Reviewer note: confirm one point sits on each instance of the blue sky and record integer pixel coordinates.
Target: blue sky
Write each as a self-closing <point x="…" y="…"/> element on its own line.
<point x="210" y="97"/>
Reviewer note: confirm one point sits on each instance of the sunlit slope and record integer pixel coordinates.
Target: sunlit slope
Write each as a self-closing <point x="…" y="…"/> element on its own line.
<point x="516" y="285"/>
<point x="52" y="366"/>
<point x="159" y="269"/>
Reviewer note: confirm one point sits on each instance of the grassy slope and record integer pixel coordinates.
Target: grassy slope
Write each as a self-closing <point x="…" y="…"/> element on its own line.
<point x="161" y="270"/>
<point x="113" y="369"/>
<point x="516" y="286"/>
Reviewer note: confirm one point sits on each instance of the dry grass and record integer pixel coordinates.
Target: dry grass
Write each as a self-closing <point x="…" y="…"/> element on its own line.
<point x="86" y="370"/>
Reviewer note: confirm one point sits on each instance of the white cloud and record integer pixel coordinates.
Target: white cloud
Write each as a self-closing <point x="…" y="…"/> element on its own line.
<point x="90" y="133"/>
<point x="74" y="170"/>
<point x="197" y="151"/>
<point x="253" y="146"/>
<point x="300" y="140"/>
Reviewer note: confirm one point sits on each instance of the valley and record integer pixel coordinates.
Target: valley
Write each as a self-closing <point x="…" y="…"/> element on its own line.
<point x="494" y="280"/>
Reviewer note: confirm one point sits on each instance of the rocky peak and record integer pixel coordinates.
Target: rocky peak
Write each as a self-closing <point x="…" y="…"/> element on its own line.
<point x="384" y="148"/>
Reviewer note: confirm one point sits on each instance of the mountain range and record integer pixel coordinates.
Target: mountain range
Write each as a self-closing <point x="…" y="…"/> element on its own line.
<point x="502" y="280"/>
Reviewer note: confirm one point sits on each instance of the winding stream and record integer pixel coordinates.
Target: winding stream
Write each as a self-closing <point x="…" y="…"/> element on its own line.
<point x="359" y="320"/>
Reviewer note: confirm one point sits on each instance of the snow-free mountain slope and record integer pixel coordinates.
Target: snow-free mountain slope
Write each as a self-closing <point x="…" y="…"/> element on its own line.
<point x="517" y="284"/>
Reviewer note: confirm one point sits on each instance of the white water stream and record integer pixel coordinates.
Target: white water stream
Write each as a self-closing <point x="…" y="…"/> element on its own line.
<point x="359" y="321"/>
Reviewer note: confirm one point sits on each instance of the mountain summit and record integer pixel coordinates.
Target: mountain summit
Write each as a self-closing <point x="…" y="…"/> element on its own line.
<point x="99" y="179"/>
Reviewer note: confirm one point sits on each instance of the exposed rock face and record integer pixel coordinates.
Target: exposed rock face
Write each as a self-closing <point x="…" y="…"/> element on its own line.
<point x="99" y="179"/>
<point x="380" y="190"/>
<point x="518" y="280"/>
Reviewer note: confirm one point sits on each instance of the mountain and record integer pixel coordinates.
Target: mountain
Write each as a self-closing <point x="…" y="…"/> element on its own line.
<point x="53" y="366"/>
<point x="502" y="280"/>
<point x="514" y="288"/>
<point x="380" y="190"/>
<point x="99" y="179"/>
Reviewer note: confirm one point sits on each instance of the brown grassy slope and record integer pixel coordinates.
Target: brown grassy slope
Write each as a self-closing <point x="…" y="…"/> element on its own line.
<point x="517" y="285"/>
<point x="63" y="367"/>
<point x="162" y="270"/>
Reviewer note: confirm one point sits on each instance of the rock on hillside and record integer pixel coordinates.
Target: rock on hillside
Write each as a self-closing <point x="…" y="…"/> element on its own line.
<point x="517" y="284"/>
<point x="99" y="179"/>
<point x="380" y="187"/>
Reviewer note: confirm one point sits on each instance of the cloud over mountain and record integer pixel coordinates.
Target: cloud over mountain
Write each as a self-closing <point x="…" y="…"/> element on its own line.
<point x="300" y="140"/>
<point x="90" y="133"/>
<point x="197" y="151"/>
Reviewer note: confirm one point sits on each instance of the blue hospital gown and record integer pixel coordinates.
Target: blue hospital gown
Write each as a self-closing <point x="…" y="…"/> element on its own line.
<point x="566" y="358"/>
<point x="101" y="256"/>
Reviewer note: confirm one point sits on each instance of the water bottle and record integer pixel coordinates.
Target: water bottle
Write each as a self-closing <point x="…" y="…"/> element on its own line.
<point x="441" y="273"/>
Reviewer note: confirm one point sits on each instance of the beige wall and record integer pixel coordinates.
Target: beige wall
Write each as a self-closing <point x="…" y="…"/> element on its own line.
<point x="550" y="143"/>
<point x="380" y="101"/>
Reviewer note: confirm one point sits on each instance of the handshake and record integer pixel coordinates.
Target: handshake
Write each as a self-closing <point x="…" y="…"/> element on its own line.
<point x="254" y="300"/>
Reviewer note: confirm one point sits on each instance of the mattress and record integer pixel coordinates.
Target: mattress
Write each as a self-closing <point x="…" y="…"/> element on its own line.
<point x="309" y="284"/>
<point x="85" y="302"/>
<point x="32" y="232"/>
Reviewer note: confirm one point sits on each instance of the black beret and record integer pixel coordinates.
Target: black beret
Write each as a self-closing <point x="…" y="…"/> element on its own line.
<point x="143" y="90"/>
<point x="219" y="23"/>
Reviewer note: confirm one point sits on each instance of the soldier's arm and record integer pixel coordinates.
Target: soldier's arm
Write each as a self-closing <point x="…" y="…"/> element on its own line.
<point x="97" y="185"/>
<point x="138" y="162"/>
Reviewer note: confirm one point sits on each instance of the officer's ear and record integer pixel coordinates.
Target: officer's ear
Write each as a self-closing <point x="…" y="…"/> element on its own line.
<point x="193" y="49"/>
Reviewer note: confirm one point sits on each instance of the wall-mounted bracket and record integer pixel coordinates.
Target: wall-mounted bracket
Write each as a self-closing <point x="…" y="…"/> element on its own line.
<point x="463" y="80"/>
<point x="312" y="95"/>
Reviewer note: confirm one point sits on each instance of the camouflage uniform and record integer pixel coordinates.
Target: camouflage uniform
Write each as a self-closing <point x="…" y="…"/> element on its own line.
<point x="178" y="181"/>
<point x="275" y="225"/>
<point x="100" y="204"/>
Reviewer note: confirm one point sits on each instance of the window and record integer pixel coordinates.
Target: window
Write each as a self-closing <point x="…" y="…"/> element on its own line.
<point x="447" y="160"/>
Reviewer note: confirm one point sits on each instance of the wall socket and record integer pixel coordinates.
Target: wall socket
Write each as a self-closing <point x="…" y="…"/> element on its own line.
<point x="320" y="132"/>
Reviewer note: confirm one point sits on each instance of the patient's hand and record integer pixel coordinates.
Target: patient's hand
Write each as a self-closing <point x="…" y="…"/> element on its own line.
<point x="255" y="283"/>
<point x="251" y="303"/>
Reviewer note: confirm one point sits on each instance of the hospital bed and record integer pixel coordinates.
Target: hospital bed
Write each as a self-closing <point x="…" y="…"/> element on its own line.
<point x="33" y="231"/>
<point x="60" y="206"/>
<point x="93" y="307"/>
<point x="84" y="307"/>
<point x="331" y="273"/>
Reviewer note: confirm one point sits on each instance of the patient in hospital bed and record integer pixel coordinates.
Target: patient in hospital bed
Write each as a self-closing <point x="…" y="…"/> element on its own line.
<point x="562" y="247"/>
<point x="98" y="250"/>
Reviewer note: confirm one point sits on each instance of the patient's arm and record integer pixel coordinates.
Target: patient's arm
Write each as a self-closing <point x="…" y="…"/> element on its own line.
━━━━━━━━━━
● **THE EXERCISE**: Please transcribe all of the data above line for line, keeping every character unchanged.

● **OUTPUT BELOW**:
Reviewer note: confirm one point sits on each instance of the blue sky and record integer pixel coordinates.
Target: blue sky
Write each as a self-closing <point x="…" y="…"/> element on its own line.
<point x="210" y="97"/>
Reviewer note: confirm one point sits on each instance of the sunlit slope and record integer pixel coordinates.
Target: sunlit slope
Write each as a self-closing <point x="…" y="…"/> element on its own line.
<point x="516" y="285"/>
<point x="52" y="366"/>
<point x="159" y="269"/>
Reviewer note: confirm one point sits on each instance of the grassy slope and record integer pixel coordinates.
Target: grassy slope
Write each as a self-closing <point x="…" y="…"/> element on its own line.
<point x="161" y="270"/>
<point x="113" y="369"/>
<point x="516" y="286"/>
Reviewer note: confirm one point sits on each instance of the dry grass and record integer pixel coordinates.
Target: dry grass
Write each as a self-closing <point x="…" y="…"/> element on its own line.
<point x="86" y="370"/>
Reviewer note: confirm one point sits on each instance of the white cloud and record integer pixel coordinates.
Target: white cloud
Write each as a self-closing <point x="…" y="…"/> element on its own line.
<point x="90" y="133"/>
<point x="74" y="170"/>
<point x="197" y="151"/>
<point x="253" y="146"/>
<point x="300" y="140"/>
Reviewer note: confirm one point sits on each instance of the valley and record integer pixel coordinates.
Target: valley
Write each as a self-closing <point x="…" y="…"/> element on its own line.
<point x="494" y="280"/>
Reviewer note: confirm one point sits on each instance of the rocky peak and record integer pixel coordinates.
Target: rocky peak
Write each as a self-closing <point x="…" y="…"/> element on its own line.
<point x="384" y="148"/>
Reviewer note: confirm one point sits on each instance of the mountain range and record integer pixel coordinates.
Target: mountain range
Write each as a self-closing <point x="…" y="…"/> element on its own line.
<point x="502" y="280"/>
Reviewer note: confirm one point sits on each instance of the winding stream and record integer pixel coordinates.
Target: winding stream
Write each as a self-closing <point x="…" y="…"/> element on its own line.
<point x="359" y="320"/>
Reviewer note: confirm one point sits on each instance of the snow-free mountain slope and record integer pixel coordinates.
Target: snow-free mountain slope
Write each as a self-closing <point x="…" y="…"/> element on its own line.
<point x="517" y="284"/>
Reviewer note: confirm one point sits on each instance of the white water stream and record integer pixel coordinates.
Target: white water stream
Write each as a self-closing <point x="…" y="…"/> element on its own line.
<point x="359" y="321"/>
Reviewer note: confirm one point sits on each instance of the mountain summit and record integer pixel coordinates.
Target: mountain summit
Write each as a self-closing <point x="…" y="…"/> element on its own line.
<point x="99" y="179"/>
Reviewer note: confirm one point sits on each instance of the exposed rock face and record integer pixel coordinates.
Target: exposed rock face
Write each as a self-closing <point x="…" y="…"/> element on its own line.
<point x="99" y="179"/>
<point x="380" y="190"/>
<point x="518" y="280"/>
Reviewer note: confirm one point sits on each instance of the mountain and record integer pixel coordinates.
Target: mountain
Write each as a self-closing <point x="…" y="…"/> element on its own line.
<point x="53" y="366"/>
<point x="502" y="280"/>
<point x="514" y="288"/>
<point x="380" y="190"/>
<point x="99" y="179"/>
Reviewer note: confirm one point sits on each instance of the brown grassy slope and record integer pixel coordinates.
Target: brown grassy slope
Write each as a self-closing <point x="…" y="…"/> element on its own line.
<point x="517" y="285"/>
<point x="63" y="367"/>
<point x="162" y="270"/>
Reviewer note: confirm one point sits on each instance of the rock on hillside and record integer pixel coordinates.
Target: rock on hillside
Write each as a self-closing <point x="…" y="…"/> element on its own line.
<point x="517" y="284"/>
<point x="99" y="179"/>
<point x="380" y="187"/>
Reviewer note: confirm one point sits on each instance of the cloud over mountain and record integer pixel coordinates.
Target: cloud over mountain
Write each as a self-closing <point x="…" y="…"/> element on its own line.
<point x="300" y="140"/>
<point x="90" y="133"/>
<point x="197" y="151"/>
Reviewer note: confirm one point sits on each instance of the blue hospital gown and record integer pixel coordinates.
Target: blue hospital gown
Write each as a self-closing <point x="…" y="…"/> element on its own line.
<point x="566" y="358"/>
<point x="101" y="256"/>
Reviewer note: confirm one point sits on each instance of the water bottle and record integer pixel coordinates.
Target: water bottle
Write each as a self-closing <point x="…" y="…"/> element on its own line.
<point x="441" y="273"/>
Reviewer note: confirm one point sits on each instance of the beige wall and record integer pixel coordinates.
Target: beige wall
Write each as a self-closing <point x="…" y="…"/> element on its own line.
<point x="550" y="143"/>
<point x="380" y="101"/>
Reviewer note: confirm one point sits on each instance of the handshake and record integer pixel coordinates.
Target: handshake
Write each as a self-closing <point x="…" y="…"/> element on its own line.
<point x="254" y="300"/>
Reviewer note: confirm one point sits on each instance of the mattress and record integer pixel coordinates.
Target: mattress
Write each as a self-closing <point x="…" y="…"/> element on its own line.
<point x="309" y="284"/>
<point x="85" y="302"/>
<point x="32" y="232"/>
Reviewer note: confirm one point sits on each instance of the black beret and record integer pixel coordinates.
Target: black beret
Write each as a self-closing <point x="…" y="…"/> element on its own line.
<point x="143" y="90"/>
<point x="219" y="23"/>
Reviewer note: confirm one point sits on each instance of the soldier's arm and record integer pixel coordinates.
Target: soldier's arm
Write each as a self-closing <point x="…" y="…"/> element on its own line.
<point x="97" y="185"/>
<point x="138" y="162"/>
Reviewer note: confirm one point sits on each instance of the officer's ear and record integer pixel coordinates.
Target: officer's ear
Write each as a self-closing <point x="…" y="…"/> element on its own line.
<point x="193" y="49"/>
Reviewer note: confirm one point sits on each instance of the wall-mounted bracket and record integer pixel coordinates.
Target: wall-mounted bracket
Write each as a self-closing <point x="…" y="…"/> element on its own line.
<point x="463" y="80"/>
<point x="312" y="95"/>
Reviewer note: confirm one point sits on each instance of the camouflage uniform and record integer pixel coordinates.
Target: camouflage uniform
Write each as a self-closing <point x="…" y="…"/> element on its own line.
<point x="178" y="181"/>
<point x="275" y="225"/>
<point x="100" y="204"/>
Reviewer note: confirm one point sits on each instance of the window and record integer pixel coordinates.
Target: window
Write each as a self-closing <point x="…" y="…"/> element on its own line.
<point x="447" y="160"/>
Reviewer note: confirm one point sits on each instance of the wall socket and record integer pixel coordinates.
Target: wall socket
Write each as a self-closing <point x="…" y="…"/> element on its own line.
<point x="320" y="132"/>
Reviewer note: confirm one point sits on each instance of the patient's hand and record integer pixel coordinates.
Target: patient's hand
Write each as a self-closing <point x="…" y="…"/> element on its own line.
<point x="255" y="283"/>
<point x="251" y="303"/>
Reviewer note: confirm one point sits on each instance of the hospital bed and record integer pixel coordinates.
Target: hospital bed
Write each as a self-closing <point x="…" y="…"/> element on its own line.
<point x="33" y="231"/>
<point x="60" y="206"/>
<point x="93" y="307"/>
<point x="84" y="307"/>
<point x="331" y="273"/>
Reviewer note: confirm one point sits on each instance of the patient in hospital bed and record integer pixel coordinates.
Target: patient in hospital bed
Write each as a self-closing <point x="…" y="…"/> element on its own line.
<point x="562" y="247"/>
<point x="98" y="250"/>
Reviewer note: confirm one point sits on each instance of the patient's arm and record integer pixel coordinates.
Target: patient's arm
Write each as a self-closing <point x="…" y="…"/> element on its own line.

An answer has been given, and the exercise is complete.